TASK INSTRUCTIONS:
In the entries that follow, find the word "below" and report each line it is on.

STUDY MATERIAL START

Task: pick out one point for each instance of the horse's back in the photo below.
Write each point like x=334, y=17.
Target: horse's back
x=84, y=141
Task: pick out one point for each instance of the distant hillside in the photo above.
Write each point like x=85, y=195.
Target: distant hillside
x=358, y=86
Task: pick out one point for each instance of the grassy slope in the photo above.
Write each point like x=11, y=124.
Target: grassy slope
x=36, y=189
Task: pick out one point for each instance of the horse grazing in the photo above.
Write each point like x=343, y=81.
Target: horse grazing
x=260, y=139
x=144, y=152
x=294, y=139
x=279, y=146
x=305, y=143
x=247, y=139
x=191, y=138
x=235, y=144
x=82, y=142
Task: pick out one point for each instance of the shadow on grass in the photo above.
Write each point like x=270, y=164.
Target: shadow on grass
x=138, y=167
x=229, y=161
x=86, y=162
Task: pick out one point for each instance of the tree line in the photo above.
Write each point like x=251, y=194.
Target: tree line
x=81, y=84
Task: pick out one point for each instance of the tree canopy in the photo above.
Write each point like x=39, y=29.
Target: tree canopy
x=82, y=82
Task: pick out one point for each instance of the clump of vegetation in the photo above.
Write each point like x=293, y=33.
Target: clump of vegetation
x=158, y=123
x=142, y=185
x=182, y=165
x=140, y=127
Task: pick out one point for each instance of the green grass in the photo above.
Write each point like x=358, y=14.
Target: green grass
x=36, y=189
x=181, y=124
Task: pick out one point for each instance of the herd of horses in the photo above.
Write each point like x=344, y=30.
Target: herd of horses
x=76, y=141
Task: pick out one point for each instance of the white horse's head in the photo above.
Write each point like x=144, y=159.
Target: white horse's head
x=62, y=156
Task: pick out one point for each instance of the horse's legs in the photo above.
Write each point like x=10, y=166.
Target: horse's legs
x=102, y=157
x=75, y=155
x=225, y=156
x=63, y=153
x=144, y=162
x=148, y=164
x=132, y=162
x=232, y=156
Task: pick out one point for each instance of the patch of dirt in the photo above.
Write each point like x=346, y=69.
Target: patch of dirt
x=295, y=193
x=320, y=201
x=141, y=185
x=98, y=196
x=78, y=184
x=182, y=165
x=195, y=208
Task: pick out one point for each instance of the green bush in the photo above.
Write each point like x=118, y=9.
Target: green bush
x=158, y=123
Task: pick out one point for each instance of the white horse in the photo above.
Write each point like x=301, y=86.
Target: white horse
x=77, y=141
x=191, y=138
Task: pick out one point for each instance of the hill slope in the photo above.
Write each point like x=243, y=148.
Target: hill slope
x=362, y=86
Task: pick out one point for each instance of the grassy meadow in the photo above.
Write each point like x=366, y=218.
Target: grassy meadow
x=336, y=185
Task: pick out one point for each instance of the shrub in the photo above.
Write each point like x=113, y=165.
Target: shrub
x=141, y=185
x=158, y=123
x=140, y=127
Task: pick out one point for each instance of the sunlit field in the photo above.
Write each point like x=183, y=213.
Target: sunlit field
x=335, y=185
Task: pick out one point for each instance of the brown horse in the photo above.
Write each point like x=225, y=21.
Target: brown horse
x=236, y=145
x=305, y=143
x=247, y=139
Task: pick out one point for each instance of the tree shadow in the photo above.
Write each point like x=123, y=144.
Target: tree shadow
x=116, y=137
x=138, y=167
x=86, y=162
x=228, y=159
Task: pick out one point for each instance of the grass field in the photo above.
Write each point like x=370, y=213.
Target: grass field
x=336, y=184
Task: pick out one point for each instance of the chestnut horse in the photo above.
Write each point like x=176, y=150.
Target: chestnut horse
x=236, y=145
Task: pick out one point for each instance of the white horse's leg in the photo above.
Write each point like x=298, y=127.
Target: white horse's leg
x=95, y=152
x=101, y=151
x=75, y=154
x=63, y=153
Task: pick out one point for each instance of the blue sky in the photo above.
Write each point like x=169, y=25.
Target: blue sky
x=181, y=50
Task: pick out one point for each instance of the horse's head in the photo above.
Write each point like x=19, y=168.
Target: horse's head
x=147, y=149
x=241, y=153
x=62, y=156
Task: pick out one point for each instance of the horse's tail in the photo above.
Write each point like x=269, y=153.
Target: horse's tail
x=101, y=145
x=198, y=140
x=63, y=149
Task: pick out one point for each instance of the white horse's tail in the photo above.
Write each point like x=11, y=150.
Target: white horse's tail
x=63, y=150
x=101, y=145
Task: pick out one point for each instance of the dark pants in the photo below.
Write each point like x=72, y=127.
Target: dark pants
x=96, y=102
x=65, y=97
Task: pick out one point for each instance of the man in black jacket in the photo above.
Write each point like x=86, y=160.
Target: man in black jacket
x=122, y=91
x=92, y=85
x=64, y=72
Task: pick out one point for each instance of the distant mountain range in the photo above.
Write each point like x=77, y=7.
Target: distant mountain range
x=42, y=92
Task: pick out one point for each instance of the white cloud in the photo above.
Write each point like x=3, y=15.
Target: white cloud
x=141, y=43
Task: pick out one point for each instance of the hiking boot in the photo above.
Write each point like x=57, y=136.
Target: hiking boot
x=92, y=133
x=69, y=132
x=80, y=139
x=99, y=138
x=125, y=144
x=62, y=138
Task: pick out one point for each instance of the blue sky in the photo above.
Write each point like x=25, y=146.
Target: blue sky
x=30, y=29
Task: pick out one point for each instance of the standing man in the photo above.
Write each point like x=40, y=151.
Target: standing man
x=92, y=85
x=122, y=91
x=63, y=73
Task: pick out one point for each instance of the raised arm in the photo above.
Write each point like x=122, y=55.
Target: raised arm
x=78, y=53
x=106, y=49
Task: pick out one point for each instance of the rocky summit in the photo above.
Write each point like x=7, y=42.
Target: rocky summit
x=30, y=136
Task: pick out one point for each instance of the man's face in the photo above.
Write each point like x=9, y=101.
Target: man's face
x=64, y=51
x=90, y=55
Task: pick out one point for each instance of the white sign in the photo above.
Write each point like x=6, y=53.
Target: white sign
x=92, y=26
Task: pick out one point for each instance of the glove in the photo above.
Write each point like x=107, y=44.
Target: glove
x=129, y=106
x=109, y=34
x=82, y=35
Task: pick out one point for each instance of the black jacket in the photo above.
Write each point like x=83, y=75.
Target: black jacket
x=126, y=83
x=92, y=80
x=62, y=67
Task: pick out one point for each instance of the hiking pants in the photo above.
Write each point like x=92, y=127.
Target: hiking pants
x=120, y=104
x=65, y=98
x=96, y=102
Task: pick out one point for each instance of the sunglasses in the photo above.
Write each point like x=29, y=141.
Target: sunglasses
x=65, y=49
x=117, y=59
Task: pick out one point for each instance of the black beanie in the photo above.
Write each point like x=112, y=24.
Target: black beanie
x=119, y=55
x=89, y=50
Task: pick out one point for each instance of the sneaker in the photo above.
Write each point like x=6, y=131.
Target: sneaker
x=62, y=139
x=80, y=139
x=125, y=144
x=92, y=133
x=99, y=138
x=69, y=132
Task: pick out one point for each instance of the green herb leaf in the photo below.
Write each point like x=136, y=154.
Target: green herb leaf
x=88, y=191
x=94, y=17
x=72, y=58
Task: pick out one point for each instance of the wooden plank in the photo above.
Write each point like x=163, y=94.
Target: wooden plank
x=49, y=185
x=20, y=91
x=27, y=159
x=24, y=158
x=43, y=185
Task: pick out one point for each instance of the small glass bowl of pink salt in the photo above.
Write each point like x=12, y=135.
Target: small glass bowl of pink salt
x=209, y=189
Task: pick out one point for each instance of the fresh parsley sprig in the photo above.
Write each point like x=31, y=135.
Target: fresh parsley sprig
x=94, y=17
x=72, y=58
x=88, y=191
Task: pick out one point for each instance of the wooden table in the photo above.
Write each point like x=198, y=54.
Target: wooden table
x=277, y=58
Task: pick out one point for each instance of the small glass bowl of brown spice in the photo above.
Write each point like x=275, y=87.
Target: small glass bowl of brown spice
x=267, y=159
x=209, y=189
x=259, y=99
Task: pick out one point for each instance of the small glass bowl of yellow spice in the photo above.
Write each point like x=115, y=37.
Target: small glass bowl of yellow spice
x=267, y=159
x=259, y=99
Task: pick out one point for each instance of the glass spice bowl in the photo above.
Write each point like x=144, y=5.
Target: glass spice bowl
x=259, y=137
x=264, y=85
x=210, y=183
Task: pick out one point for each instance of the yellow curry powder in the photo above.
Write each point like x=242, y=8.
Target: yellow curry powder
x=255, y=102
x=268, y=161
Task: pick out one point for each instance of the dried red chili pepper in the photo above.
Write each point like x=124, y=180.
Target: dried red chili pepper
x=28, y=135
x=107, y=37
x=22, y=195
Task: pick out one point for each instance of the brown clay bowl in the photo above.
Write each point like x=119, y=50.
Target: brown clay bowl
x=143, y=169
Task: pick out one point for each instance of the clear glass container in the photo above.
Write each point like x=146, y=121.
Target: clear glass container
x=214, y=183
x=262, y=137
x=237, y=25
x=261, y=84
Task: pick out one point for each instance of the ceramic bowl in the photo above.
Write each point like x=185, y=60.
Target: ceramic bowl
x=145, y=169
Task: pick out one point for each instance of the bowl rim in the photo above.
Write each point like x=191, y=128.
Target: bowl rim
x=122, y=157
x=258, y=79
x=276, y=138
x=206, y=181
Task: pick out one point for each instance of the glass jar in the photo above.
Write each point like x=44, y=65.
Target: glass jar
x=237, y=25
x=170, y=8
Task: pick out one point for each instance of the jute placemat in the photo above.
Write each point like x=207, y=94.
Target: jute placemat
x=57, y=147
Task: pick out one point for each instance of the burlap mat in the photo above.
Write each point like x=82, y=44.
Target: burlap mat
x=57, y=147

STUDY MATERIAL END

SOLVED EXERCISE:
Task: pick out one point for each instance of the horse's back in the photo below.
Task: pick out one point for each instance of the dark pants in the photo below.
Task: pick out one point for each instance of the green herb leaf in the photo below.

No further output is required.